* [Required work]:
Exactly as they appear, output all of the entries.

* [Records provided]:

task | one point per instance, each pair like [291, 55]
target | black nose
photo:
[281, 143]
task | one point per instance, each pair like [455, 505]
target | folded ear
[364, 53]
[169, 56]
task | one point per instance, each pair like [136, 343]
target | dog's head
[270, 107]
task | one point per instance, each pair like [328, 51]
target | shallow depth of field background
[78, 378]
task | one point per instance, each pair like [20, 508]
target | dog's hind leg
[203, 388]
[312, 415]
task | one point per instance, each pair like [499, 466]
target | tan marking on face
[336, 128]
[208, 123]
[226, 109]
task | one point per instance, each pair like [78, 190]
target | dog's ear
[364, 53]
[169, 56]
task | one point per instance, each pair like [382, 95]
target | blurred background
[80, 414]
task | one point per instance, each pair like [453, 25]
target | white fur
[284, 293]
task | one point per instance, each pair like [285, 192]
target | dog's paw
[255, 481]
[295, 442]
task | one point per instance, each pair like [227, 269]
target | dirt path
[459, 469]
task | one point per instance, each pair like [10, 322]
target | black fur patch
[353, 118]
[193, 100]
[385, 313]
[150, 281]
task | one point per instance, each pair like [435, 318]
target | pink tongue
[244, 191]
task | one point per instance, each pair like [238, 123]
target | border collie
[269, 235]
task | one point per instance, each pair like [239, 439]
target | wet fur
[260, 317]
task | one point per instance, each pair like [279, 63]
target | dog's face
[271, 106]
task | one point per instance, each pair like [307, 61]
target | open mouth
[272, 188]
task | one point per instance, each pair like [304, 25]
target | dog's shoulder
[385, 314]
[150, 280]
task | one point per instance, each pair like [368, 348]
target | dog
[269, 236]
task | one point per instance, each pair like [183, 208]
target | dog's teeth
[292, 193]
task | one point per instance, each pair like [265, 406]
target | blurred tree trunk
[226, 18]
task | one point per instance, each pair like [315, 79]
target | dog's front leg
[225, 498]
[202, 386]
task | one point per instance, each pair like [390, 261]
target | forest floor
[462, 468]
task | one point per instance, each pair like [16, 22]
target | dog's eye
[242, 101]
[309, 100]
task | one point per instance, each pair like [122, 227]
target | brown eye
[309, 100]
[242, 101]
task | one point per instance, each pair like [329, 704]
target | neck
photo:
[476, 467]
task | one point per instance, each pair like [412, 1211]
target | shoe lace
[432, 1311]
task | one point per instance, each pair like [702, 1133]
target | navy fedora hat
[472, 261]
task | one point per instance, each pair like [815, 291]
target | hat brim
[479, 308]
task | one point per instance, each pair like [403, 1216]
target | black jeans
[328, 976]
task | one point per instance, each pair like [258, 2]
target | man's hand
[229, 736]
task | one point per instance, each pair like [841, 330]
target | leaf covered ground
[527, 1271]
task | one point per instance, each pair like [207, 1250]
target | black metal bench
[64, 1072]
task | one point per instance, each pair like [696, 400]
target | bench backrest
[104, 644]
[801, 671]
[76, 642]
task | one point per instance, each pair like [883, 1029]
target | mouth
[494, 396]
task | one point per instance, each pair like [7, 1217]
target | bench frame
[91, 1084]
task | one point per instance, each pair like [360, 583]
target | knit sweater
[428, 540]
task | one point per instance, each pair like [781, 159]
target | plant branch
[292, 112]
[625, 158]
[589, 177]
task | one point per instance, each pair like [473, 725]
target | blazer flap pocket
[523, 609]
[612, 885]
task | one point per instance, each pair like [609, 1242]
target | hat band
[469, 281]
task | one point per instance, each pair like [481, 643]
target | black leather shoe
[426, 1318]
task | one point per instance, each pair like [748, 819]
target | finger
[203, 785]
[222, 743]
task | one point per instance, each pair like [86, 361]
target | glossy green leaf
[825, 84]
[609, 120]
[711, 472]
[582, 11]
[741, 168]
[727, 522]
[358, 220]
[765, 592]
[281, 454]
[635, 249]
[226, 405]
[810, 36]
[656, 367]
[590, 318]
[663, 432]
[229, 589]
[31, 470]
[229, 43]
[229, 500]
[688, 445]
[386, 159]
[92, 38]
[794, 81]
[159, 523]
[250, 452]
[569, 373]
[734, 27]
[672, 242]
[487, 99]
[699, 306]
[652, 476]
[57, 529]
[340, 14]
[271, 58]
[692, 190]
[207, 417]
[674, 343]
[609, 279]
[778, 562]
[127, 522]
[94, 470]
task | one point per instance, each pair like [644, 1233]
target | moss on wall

* [Result of this task]:
task | one point per instance, each pair like [291, 55]
target | black nose
photo:
[281, 143]
task | one point per instance, each pair like [455, 505]
target | folded ear
[364, 53]
[169, 56]
task | one point per instance, each pair like [136, 343]
target | dog's head
[270, 107]
task | one point per instance, each pair like [328, 51]
target | shallow depth of field background
[78, 378]
task | one point per instance, each pair like [20, 508]
target | dog's hind leg
[203, 388]
[312, 415]
task | one point per instance, each pair like [499, 466]
target | tan marking on face
[336, 128]
[208, 123]
[226, 109]
task | one point per instance, each pair like [78, 190]
target | dog's ear
[364, 53]
[169, 56]
task | one point per instance, each pair like [382, 95]
target | blurred background
[80, 414]
task | one point per instance, each pair like [453, 25]
target | white fur
[284, 293]
task | one point per instance, each pair like [285, 192]
target | dog's paw
[255, 481]
[295, 442]
task | one point per instance, each pair like [227, 269]
target | dirt path
[459, 469]
task | one point per instance, each pair like [10, 322]
target | black fur patch
[353, 118]
[193, 100]
[385, 313]
[150, 281]
task | one point per instance, each pair like [435, 318]
target | pink tongue
[244, 191]
task | one point per instance, each pair like [238, 123]
target | border collie
[269, 235]
task | one point per instance, each pair like [239, 439]
target | wet fur
[260, 317]
task | one point per instance, each pair like [279, 63]
target | dog's face
[271, 106]
task | one point per instance, each pair like [307, 61]
target | open mouth
[272, 188]
task | one point per instance, each pair like [304, 25]
target | dog's shoulder
[385, 314]
[150, 280]
task | one point per instance, each pair like [368, 348]
target | dog
[269, 236]
task | one point per instance, each pair like [183, 208]
target | dog's teeth
[292, 193]
task | one point per instance, each pair like [265, 406]
target | blurred tree trunk
[226, 18]
task | one point per instance, each pair like [315, 79]
target | dog's front leg
[225, 498]
[202, 386]
task | one point per instance, each pair like [390, 261]
target | forest floor
[462, 468]
task | one point per instance, each pair like [16, 22]
target | dog's eye
[242, 101]
[309, 100]
task | one point per instance, each pair like [122, 227]
target | brown eye
[309, 100]
[242, 101]
task | one point per instance, each pair like [329, 704]
target | neck
photo:
[476, 467]
task | one point per instance, each pair like [412, 1211]
target | shoe lace
[432, 1311]
task | one point per instance, each pair like [702, 1133]
target | navy fedora hat
[472, 261]
task | one point per instance, each pair like [815, 291]
target | hat brim
[479, 308]
task | one point per instance, each pair like [403, 1216]
target | black jeans
[328, 976]
task | one point per instance, each pair like [258, 2]
target | man's hand
[229, 736]
task | one point per instance, each pair like [841, 330]
target | leaf covered ground
[527, 1271]
task | one point per instance, each pair like [207, 1250]
target | black metal bench
[64, 1072]
task | one point per instance, each pair like [696, 400]
target | bench backrest
[104, 644]
[801, 671]
[76, 642]
task | one point per instance, each pair like [883, 1029]
target | mouth
[494, 396]
task | one point per instance, each pair like [7, 1217]
target | bench frame
[91, 1084]
task | one point per instance, each pair like [360, 583]
target | knit sweater
[428, 540]
task | one point per instance, each pair like [781, 159]
target | plant branch
[292, 112]
[625, 158]
[589, 177]
task | one point per instance, each pair like [473, 725]
target | blazer flap pocket
[523, 609]
[612, 885]
task | one point per instance, each pair like [609, 1242]
target | hat band
[469, 281]
task | one point per instance, each pair like [481, 643]
target | black leather shoe
[426, 1318]
task | one point per instance, each pair like [748, 819]
target | finger
[203, 785]
[222, 743]
task | one point per instance, each pair like [86, 361]
target | glossy green leaf
[825, 84]
[609, 120]
[711, 472]
[582, 11]
[741, 168]
[727, 522]
[358, 220]
[765, 592]
[281, 454]
[635, 249]
[226, 405]
[810, 36]
[656, 367]
[590, 318]
[663, 432]
[229, 589]
[31, 470]
[229, 43]
[229, 500]
[688, 445]
[386, 159]
[92, 38]
[794, 81]
[159, 523]
[250, 452]
[569, 373]
[734, 27]
[672, 242]
[487, 99]
[699, 306]
[652, 476]
[57, 529]
[340, 14]
[271, 58]
[692, 190]
[207, 417]
[674, 343]
[609, 279]
[778, 562]
[127, 522]
[94, 470]
task | one point per instance, each pair like [644, 1233]
target | moss on wall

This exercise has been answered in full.